DIRECTIONS FOR THIS TASK: Please output all of the entries exactly and omit any images they hold.

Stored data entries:
========================================================================
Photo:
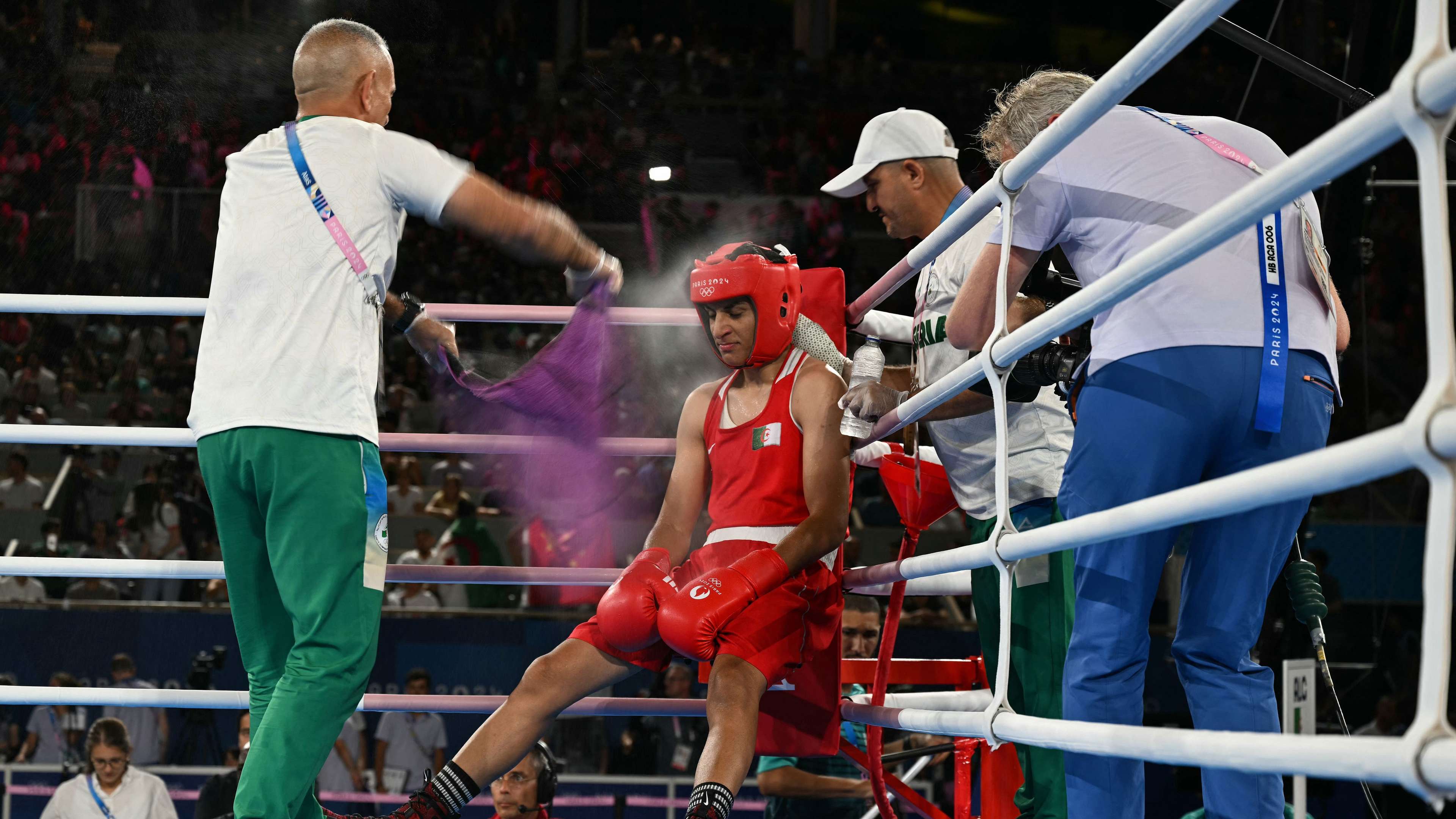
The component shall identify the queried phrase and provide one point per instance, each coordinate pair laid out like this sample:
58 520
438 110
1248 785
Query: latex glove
========================================================================
EXPECTED ANSWER:
Photo:
The component shall identify the queried phrase and provide one point per instance, each coordinate pair laid out like this sample:
58 520
438 110
1248 785
Query: latex glove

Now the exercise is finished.